What to work on
Give an exact transcription of every line, dropping the images.

Point labeling examples
──────

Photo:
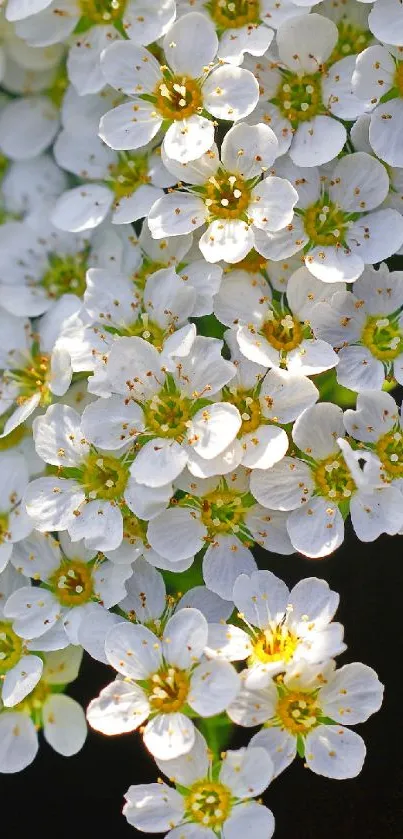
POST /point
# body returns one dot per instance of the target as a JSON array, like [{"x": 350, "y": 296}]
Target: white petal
[
  {"x": 223, "y": 562},
  {"x": 82, "y": 208},
  {"x": 262, "y": 598},
  {"x": 21, "y": 680},
  {"x": 247, "y": 772},
  {"x": 227, "y": 240},
  {"x": 18, "y": 742},
  {"x": 213, "y": 686},
  {"x": 64, "y": 725},
  {"x": 119, "y": 708},
  {"x": 176, "y": 214},
  {"x": 168, "y": 736},
  {"x": 230, "y": 93},
  {"x": 335, "y": 752},
  {"x": 316, "y": 529},
  {"x": 317, "y": 141},
  {"x": 153, "y": 807},
  {"x": 176, "y": 534},
  {"x": 285, "y": 486},
  {"x": 184, "y": 638},
  {"x": 159, "y": 462},
  {"x": 133, "y": 651},
  {"x": 130, "y": 126}
]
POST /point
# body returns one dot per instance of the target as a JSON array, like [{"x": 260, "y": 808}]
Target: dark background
[{"x": 72, "y": 798}]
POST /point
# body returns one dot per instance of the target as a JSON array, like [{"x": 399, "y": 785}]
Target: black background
[{"x": 83, "y": 796}]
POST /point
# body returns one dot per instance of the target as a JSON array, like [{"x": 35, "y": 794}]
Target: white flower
[
  {"x": 367, "y": 329},
  {"x": 60, "y": 717},
  {"x": 221, "y": 513},
  {"x": 306, "y": 713},
  {"x": 43, "y": 23},
  {"x": 127, "y": 185},
  {"x": 40, "y": 264},
  {"x": 34, "y": 369},
  {"x": 266, "y": 401},
  {"x": 335, "y": 222},
  {"x": 74, "y": 578},
  {"x": 243, "y": 27},
  {"x": 229, "y": 196},
  {"x": 306, "y": 91},
  {"x": 377, "y": 424},
  {"x": 278, "y": 627},
  {"x": 207, "y": 801},
  {"x": 385, "y": 21},
  {"x": 378, "y": 77},
  {"x": 179, "y": 91},
  {"x": 20, "y": 669},
  {"x": 324, "y": 483},
  {"x": 172, "y": 412},
  {"x": 14, "y": 522},
  {"x": 90, "y": 489},
  {"x": 275, "y": 332},
  {"x": 161, "y": 678}
]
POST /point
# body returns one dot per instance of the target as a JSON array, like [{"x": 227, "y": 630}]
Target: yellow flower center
[
  {"x": 11, "y": 647},
  {"x": 389, "y": 449},
  {"x": 383, "y": 337},
  {"x": 32, "y": 378},
  {"x": 399, "y": 77},
  {"x": 72, "y": 583},
  {"x": 232, "y": 14},
  {"x": 65, "y": 275},
  {"x": 325, "y": 224},
  {"x": 277, "y": 644},
  {"x": 352, "y": 40},
  {"x": 298, "y": 711},
  {"x": 226, "y": 196},
  {"x": 283, "y": 333},
  {"x": 102, "y": 11},
  {"x": 130, "y": 172},
  {"x": 167, "y": 414},
  {"x": 178, "y": 97},
  {"x": 104, "y": 477},
  {"x": 333, "y": 478},
  {"x": 248, "y": 407},
  {"x": 299, "y": 97},
  {"x": 208, "y": 803},
  {"x": 168, "y": 690},
  {"x": 222, "y": 511}
]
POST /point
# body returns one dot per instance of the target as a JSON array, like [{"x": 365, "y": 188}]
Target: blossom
[
  {"x": 378, "y": 77},
  {"x": 171, "y": 411},
  {"x": 229, "y": 196},
  {"x": 220, "y": 514},
  {"x": 205, "y": 801},
  {"x": 306, "y": 91},
  {"x": 92, "y": 491},
  {"x": 338, "y": 220},
  {"x": 305, "y": 712},
  {"x": 366, "y": 328},
  {"x": 278, "y": 627},
  {"x": 73, "y": 578},
  {"x": 46, "y": 708},
  {"x": 14, "y": 522},
  {"x": 276, "y": 332},
  {"x": 179, "y": 91},
  {"x": 161, "y": 677},
  {"x": 323, "y": 484}
]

──────

Complete output
Photo:
POST /point
# body returns one dot per instance of the target as a JSON array, like [{"x": 350, "y": 296}]
Target: white petal
[
  {"x": 223, "y": 562},
  {"x": 82, "y": 208},
  {"x": 262, "y": 598},
  {"x": 21, "y": 680},
  {"x": 247, "y": 772},
  {"x": 227, "y": 240},
  {"x": 18, "y": 742},
  {"x": 213, "y": 686},
  {"x": 64, "y": 725},
  {"x": 119, "y": 708},
  {"x": 176, "y": 214},
  {"x": 168, "y": 736},
  {"x": 230, "y": 93},
  {"x": 335, "y": 752},
  {"x": 316, "y": 529},
  {"x": 317, "y": 141},
  {"x": 153, "y": 807},
  {"x": 176, "y": 534},
  {"x": 285, "y": 486},
  {"x": 184, "y": 638},
  {"x": 159, "y": 462},
  {"x": 133, "y": 651},
  {"x": 130, "y": 126}
]
POST /point
# body returns one dot per instance of the target as a JSON array, like [{"x": 260, "y": 808}]
Target: dark background
[{"x": 72, "y": 798}]
POST /point
# body returns one dot per instance of the target as a JSON array, like [{"x": 399, "y": 785}]
Target: black background
[{"x": 83, "y": 796}]
POST /point
# body returns one dot per instance of the target as a JSON array, like [{"x": 35, "y": 794}]
Target: white flower
[
  {"x": 367, "y": 329},
  {"x": 60, "y": 717},
  {"x": 221, "y": 513},
  {"x": 306, "y": 713},
  {"x": 43, "y": 23},
  {"x": 127, "y": 185},
  {"x": 40, "y": 264},
  {"x": 34, "y": 369},
  {"x": 266, "y": 401},
  {"x": 335, "y": 222},
  {"x": 74, "y": 578},
  {"x": 243, "y": 27},
  {"x": 229, "y": 196},
  {"x": 306, "y": 91},
  {"x": 377, "y": 424},
  {"x": 278, "y": 627},
  {"x": 207, "y": 801},
  {"x": 385, "y": 21},
  {"x": 378, "y": 77},
  {"x": 179, "y": 91},
  {"x": 20, "y": 669},
  {"x": 324, "y": 483},
  {"x": 172, "y": 412},
  {"x": 14, "y": 522},
  {"x": 90, "y": 489},
  {"x": 275, "y": 332},
  {"x": 161, "y": 678}
]
POST /point
# body returns one dot per instance of the target as a JSON array, like [{"x": 227, "y": 630}]
Target: yellow flower center
[
  {"x": 11, "y": 647},
  {"x": 389, "y": 449},
  {"x": 383, "y": 337},
  {"x": 32, "y": 378},
  {"x": 399, "y": 77},
  {"x": 72, "y": 583},
  {"x": 232, "y": 14},
  {"x": 65, "y": 275},
  {"x": 325, "y": 224},
  {"x": 277, "y": 644},
  {"x": 352, "y": 40},
  {"x": 298, "y": 711},
  {"x": 226, "y": 196},
  {"x": 283, "y": 333},
  {"x": 102, "y": 11},
  {"x": 130, "y": 172},
  {"x": 167, "y": 414},
  {"x": 178, "y": 97},
  {"x": 104, "y": 477},
  {"x": 333, "y": 478},
  {"x": 248, "y": 407},
  {"x": 299, "y": 97},
  {"x": 208, "y": 803},
  {"x": 168, "y": 690},
  {"x": 222, "y": 511}
]
POST /point
# body returns one dot per instance of the target as a JSON array, like [{"x": 365, "y": 188}]
Target: blossom
[
  {"x": 378, "y": 77},
  {"x": 171, "y": 411},
  {"x": 229, "y": 196},
  {"x": 220, "y": 514},
  {"x": 205, "y": 801},
  {"x": 306, "y": 91},
  {"x": 92, "y": 491},
  {"x": 338, "y": 220},
  {"x": 305, "y": 712},
  {"x": 366, "y": 328},
  {"x": 278, "y": 627},
  {"x": 73, "y": 578},
  {"x": 46, "y": 708},
  {"x": 14, "y": 522},
  {"x": 276, "y": 332},
  {"x": 179, "y": 91},
  {"x": 161, "y": 677},
  {"x": 323, "y": 484}
]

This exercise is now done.